:: Kutipan Teks ::
* * * *
Langsung ke konten utama

Jangan Biarkan Perempuan Berjuang Sendirian


Sumber gambar : Idntimes.com 
Beberapa hari lalu tepatnya di hari minggu kebetulan bersamaan dengan CFD, di depan kantor Gubernuran Jawa Tengah menjadi titik kumpul untuk aksi solidaritas terkait pelecehan seksual yang kian hari mengguncang kehidupan bangsa kita. Aksi tersebut digawangi oleh mayoritas kaum perempuan. mereka menyuarakan kegelisahannya atas masalah yang kian hari objek sasaran adalah golongan perempuan. aksi serupa juga dilakukan di tempat lain bersamaan dalam peringatan16 hari anti kekerasan
Kekerasan yang dialami perempuan beragam bentuknya, namun kekerasan berbentuk pelecehan seksual mendominasi dari banyaknya kekerasan yang menimpa mereka. ini sesuai data yang dipublish Badan Pusat Statistik dimana 28 juta perempuan Indonesia mengalami kekerasan. Pelecehan seksual disini berbentuk pemerkosaan, perdagangan orang, pemaksaan berhubungan seksual. Dan bentuk- - bentuk pelecehan seksual lainya.
            Memang kekerasan seksual tidak bisa difahami selalu objeknya adalah perempuan, bisa saja laki-laki. Namun dari sekian banyak fakta yang ditemui di lapangan kebanyakan perempuan yang menjadi pihak ditumbalkan menjadi korban kekerasan pelecehan seksual. saya tidak akan mengulas mengapa selalu perempuan seringkali perempuan korban? Ada apa gerangan dengan pihak perempuan sehingga ia berada di posisi sangat rentan untuk dilahap anggota tubuhnya oleh lelaki ? apakah memang demikian adanya, perempuan ditaqdirkan sebagai pihak yang selalu di bawah dan begitu mudah dijadikan korban ? dan mengapa perempuan tidak berani melawan atas kekerasan yang menimpa dirinya?
* * * *
:: Blok Data ::

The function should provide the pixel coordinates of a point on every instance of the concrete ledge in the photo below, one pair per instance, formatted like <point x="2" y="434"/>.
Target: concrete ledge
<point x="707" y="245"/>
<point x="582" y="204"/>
* * * *
:: Tujuan Tugas ::
Tampilkan tanpa perubahan bagian kutipan teks tentang kekerasan terhadap perempuan yang dimulai dengan "Memang kekerasan seksual" dan terus berlanjut sampai "yang menimpa dirinya?".

:: Keluaran yang Benar ::
Memang kekerasan seksual tidak bisa difahami selalu objeknya adalah perempuan, bisa saja laki-laki. Namun dari sekian banyak fakta yang ditemui di lapangan kebanyakan perempuan yang menjadi pihak ditumbalkan menjadi korban kekerasan pelecehan seksual. saya tidak akan mengulas mengapa selalu perempuan seringkali perempuan korban? Ada apa gerangan dengan pihak perempuan sehingga ia berada di posisi sangat rentan untuk dilahap anggota tubuhnya oleh lelaki ? apakah memang demikian adanya, perempuan ditaqdirkan sebagai pihak yang selalu di bawah dan begitu mudah dijadikan korban ? dan mengapa perempuan tidak berani melawan atas kekerasan yang menimpa dirinya?